## Start SUPPLIED TEXT

HALF-YEAR REPORT JANUARY 1 - JUNE 30, 2007 FOR THE SCRIBONA GROUP

Solna, July 23, 2007

Ongoing restructuring program generates improved result

  • n Net sales amounted to SEK 4,065 million (4,408). Net sales for the second quarter were SEK 1,885 million (2,119).
  • n Operating profit was SEK -20 million (-67). Operating profit for the second quarter was SEK -26 million (-56).
  • n Profit after tax in continuing operations for the six-month period totaled SEK -41 million (-45), equal to SEK -0.50 (-0.88) per share. Profit after tax for the second quarter is reported at SEK -34 million (-37), equal to SEK -0.42 (-0.72) per share.
  • n The sale of goods in Denmark ceased on July 13. The wind-down of the Danish operations is now scheduled for completion at year-end 2007 and the related costs are expected to be covered by the provisions made in the annual accounts for 2006.
  • n Profit after tax was SEK -64 million (-69), equal to SEK -0.78 (-1.35) per share. Profit after tax for the second quarter was SEK -34 million (-55), equal to SEK -0.42 (-1.08) per share.

## End SUPPLIED TEXT
## Start DATASET ENTRIES

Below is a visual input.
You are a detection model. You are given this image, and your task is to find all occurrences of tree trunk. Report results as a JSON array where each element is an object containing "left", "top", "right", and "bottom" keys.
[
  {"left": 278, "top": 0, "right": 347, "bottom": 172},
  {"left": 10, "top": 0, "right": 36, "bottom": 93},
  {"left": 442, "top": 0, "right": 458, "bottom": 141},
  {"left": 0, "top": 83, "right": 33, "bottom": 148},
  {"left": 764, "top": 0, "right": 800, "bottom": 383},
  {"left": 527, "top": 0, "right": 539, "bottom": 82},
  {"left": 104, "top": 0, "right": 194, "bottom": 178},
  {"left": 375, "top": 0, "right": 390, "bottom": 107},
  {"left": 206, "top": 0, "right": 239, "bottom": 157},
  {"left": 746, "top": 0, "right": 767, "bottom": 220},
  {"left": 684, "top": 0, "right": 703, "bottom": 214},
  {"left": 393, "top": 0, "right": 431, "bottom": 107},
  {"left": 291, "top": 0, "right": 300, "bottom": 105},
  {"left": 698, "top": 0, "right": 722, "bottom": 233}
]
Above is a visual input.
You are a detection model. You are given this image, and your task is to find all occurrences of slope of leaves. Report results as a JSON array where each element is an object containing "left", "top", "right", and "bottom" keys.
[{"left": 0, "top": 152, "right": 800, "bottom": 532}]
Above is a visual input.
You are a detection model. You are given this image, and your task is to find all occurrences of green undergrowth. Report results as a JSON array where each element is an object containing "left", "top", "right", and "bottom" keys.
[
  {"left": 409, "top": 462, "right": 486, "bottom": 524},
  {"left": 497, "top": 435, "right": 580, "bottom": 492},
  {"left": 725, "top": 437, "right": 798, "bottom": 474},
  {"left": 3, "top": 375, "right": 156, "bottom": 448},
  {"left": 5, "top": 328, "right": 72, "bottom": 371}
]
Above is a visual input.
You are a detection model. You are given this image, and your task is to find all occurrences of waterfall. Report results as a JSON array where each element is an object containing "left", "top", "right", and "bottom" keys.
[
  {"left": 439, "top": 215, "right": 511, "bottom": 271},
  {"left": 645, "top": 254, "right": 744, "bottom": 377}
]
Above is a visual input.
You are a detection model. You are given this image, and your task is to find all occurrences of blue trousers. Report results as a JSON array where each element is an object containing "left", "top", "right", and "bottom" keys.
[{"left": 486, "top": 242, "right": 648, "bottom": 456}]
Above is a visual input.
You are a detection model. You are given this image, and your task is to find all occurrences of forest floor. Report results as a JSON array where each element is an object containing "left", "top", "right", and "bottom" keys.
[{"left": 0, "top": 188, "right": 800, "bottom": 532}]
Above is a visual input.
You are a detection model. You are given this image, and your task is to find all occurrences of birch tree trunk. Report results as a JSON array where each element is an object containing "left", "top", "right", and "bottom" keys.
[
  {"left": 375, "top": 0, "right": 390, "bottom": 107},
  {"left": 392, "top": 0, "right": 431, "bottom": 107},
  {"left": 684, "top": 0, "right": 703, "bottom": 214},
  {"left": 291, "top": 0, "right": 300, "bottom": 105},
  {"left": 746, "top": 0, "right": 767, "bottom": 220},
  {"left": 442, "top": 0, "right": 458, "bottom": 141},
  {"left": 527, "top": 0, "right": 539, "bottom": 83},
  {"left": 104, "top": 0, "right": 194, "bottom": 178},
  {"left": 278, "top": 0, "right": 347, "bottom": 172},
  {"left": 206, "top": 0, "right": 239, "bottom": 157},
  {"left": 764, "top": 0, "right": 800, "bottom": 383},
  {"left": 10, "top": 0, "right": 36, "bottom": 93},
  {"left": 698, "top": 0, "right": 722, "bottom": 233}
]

## End DATASET ENTRIES

> PROBLEM DESCRIPTION: Pick up the Scribona half-year report after its last bullet point and write the next part.

> RESULT OF THIS TASK:
  • n The large-scale restructuring program is proceeding according to plan and has burdened continuing operations with employee termination costs of SEK 7 million during the first half-year.

Comments from the CEO

"Thanks to reduced costs and stronger margins, operating result for the first half of 2007 improved by SEK 47 million compared to the same period of last year. The effects of the restructuring program show that we are on the right path."

"As part of the restructuring program, we have taken cost-cutting measures and launched efforts to improve our margins. The next step will be to review our work methods and organization at the same time that we intensify our sales activities to create an efficient and profitable Scribona", says Fredrik Berglund in a comment on the report.

For additional information, contact:

Fredrik Berglund, President and CEO, telephone +46-(0)73-719 37 39 Hans-Åke Gustafsson, Chief Financial Officer, telephone +46-(0)73-719 35 34

Visit also: www.scribona.com

GROUP ORGANIZATION

The Scribona Group consists of the Parent Company and the Scribona business area with operations in Sweden, Finland and Norway.

The Danish operations are currently in a wind-down process that is scheduled for completion during 2007.

GROUP DEVELOPMENT

Second quarter 2007 net sales and profit in continuing operations

Consolidated net sales totaled SEK 1,885 million (2,119). Consolidated operating profit was SEK -26 million

(-56), and included net foreign exchange effects of SEK -2 million (-1).

Net financial items amounted to SEK -7 million (-4). Profit before tax was SEK -33 million (-60). Income tax is reported at SEK -1 million (23).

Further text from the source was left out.